Problem to solve: Gather every line in the entries below that contains the string "positive", treating uppercase and lowercase as different.

Extracted information:
+===+

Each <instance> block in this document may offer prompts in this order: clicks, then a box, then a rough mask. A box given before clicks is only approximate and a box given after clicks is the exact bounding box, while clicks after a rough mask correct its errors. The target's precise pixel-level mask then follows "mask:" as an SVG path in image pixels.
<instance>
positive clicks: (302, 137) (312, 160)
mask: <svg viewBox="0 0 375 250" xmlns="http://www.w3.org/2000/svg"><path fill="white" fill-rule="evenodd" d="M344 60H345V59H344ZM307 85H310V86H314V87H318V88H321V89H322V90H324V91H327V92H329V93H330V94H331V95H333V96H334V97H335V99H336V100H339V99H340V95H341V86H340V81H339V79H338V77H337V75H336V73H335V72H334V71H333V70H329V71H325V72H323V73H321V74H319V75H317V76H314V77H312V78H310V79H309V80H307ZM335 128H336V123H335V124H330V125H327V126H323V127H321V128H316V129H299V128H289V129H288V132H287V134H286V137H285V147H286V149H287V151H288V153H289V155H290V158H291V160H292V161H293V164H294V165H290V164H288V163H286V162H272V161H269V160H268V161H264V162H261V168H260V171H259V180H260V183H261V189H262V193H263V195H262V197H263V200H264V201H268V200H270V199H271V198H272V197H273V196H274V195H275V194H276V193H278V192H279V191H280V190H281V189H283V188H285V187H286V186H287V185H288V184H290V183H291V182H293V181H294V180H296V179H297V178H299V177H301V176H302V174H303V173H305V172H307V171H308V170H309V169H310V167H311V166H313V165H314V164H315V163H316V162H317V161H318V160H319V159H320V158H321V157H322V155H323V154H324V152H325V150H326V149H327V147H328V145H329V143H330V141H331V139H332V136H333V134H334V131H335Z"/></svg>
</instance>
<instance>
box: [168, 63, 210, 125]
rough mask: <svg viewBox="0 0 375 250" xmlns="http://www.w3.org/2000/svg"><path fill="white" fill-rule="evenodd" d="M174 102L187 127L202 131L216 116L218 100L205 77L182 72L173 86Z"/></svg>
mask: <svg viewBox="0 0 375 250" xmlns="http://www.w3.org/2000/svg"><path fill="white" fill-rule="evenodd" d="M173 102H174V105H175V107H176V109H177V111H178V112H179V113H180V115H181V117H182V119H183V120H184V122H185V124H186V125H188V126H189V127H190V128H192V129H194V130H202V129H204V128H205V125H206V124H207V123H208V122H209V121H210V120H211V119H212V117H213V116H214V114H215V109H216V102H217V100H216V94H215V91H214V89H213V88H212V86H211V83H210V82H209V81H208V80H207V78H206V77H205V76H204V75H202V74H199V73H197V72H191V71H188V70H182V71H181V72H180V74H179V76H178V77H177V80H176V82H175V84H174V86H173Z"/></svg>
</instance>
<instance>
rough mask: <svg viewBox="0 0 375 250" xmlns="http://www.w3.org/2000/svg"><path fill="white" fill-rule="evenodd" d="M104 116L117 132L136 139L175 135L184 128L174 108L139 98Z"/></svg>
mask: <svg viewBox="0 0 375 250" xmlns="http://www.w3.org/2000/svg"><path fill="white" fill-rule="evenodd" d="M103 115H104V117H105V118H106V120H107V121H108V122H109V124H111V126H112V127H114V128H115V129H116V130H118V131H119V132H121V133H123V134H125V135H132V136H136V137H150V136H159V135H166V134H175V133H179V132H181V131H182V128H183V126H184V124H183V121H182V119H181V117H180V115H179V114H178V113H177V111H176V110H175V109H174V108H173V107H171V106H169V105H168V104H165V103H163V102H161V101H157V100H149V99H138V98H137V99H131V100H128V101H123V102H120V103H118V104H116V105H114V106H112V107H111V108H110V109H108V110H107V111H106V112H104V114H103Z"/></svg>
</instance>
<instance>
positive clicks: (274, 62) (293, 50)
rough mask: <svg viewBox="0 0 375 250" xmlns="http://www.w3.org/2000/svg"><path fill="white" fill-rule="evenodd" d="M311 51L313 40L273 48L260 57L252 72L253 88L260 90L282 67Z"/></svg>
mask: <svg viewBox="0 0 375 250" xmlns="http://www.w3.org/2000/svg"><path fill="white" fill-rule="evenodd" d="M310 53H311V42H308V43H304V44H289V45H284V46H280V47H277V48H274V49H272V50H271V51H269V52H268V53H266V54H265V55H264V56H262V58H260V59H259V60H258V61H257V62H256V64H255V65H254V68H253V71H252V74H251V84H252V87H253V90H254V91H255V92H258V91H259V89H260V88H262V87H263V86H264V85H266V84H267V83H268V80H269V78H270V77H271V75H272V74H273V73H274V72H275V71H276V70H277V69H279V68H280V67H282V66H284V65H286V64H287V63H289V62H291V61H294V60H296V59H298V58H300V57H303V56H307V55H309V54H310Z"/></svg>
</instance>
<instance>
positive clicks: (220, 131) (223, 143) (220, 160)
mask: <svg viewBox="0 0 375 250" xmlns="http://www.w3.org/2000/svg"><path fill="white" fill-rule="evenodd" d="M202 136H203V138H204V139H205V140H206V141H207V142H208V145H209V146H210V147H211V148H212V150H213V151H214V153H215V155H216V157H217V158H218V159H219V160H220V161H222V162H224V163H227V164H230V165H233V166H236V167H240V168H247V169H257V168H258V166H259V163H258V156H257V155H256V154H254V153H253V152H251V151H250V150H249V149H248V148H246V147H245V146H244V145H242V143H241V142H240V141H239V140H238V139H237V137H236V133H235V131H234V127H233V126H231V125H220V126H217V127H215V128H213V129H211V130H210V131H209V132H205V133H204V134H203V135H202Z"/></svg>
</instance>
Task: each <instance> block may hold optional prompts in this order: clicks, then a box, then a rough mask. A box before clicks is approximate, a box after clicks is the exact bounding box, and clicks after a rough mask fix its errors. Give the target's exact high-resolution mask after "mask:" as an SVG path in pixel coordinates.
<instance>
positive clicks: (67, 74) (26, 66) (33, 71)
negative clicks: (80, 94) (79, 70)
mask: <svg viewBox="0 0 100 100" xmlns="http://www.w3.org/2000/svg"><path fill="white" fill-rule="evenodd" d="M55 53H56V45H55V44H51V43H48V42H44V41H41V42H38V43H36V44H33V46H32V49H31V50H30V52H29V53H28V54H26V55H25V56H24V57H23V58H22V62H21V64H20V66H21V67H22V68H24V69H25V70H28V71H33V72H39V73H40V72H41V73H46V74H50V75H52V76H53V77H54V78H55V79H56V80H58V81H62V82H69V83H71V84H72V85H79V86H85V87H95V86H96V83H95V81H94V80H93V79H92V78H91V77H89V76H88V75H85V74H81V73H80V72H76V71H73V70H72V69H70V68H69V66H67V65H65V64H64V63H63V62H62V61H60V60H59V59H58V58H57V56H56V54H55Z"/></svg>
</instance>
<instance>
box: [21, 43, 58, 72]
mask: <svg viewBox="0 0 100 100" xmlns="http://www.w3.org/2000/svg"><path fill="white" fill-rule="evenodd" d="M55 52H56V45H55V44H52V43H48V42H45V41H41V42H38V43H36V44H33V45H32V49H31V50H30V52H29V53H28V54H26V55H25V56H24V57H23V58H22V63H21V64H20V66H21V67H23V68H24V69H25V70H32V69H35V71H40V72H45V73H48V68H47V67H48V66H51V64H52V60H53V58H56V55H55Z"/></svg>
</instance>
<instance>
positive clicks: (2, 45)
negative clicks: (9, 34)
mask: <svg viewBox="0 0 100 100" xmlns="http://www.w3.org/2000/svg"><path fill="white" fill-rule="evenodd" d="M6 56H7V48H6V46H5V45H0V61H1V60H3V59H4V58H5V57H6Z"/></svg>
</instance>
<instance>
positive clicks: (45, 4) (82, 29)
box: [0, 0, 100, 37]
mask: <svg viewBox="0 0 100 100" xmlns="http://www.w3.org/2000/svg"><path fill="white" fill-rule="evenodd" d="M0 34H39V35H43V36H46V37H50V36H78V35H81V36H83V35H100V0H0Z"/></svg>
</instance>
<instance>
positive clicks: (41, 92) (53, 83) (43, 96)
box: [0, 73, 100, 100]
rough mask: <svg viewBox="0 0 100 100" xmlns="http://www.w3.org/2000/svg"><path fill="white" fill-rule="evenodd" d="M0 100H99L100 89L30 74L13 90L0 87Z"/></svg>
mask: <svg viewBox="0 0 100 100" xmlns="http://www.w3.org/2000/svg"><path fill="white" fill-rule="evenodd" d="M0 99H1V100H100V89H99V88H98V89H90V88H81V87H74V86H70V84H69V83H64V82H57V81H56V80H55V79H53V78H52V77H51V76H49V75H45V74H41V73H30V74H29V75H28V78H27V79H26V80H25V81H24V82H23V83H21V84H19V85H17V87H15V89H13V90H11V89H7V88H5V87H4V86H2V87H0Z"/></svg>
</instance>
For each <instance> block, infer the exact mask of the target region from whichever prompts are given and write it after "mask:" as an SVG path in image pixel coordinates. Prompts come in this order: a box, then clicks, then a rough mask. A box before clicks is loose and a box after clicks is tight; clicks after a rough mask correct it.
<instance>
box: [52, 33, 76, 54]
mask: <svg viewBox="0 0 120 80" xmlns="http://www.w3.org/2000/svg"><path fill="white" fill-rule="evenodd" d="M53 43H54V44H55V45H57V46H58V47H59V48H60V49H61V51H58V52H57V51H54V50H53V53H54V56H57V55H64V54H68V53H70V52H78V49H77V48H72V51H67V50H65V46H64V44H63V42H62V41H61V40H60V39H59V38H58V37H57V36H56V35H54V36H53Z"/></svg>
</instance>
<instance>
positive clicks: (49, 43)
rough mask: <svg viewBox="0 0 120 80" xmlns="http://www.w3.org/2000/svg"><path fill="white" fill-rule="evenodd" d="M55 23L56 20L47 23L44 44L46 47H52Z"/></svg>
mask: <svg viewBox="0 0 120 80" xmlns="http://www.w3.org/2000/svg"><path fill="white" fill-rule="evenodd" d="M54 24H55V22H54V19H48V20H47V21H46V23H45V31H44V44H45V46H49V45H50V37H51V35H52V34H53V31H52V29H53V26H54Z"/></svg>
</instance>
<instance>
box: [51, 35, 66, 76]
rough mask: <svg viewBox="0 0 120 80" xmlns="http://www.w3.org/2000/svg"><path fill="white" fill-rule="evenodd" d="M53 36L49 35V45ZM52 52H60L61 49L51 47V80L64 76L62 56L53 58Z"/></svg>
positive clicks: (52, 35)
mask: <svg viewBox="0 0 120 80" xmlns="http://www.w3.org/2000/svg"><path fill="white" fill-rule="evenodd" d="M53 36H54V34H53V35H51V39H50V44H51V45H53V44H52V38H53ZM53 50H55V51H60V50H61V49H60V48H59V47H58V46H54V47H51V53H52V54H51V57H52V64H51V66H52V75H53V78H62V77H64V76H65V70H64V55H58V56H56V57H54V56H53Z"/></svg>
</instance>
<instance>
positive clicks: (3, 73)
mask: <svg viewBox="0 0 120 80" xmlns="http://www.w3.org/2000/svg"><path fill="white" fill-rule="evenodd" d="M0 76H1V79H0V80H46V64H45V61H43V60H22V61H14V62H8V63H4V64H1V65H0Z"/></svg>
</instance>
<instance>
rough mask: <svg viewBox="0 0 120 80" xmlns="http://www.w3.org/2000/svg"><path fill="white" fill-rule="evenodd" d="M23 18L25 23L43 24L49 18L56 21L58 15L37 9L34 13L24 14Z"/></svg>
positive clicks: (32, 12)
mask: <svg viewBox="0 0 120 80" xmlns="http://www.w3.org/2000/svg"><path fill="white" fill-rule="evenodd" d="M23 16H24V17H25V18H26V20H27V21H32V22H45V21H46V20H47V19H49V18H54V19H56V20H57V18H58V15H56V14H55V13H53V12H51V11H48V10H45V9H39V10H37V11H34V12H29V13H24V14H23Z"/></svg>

+===+

Response to this task:
positive clicks: (302, 137) (312, 160)
positive clicks: (274, 62) (293, 50)
positive clicks: (220, 131) (223, 143) (220, 160)
positive clicks: (67, 74) (26, 66) (33, 71)
positive clicks: (2, 45)
positive clicks: (45, 4) (82, 29)
positive clicks: (41, 92) (53, 83) (43, 96)
positive clicks: (49, 43)
positive clicks: (52, 35)
positive clicks: (3, 73)
positive clicks: (32, 12)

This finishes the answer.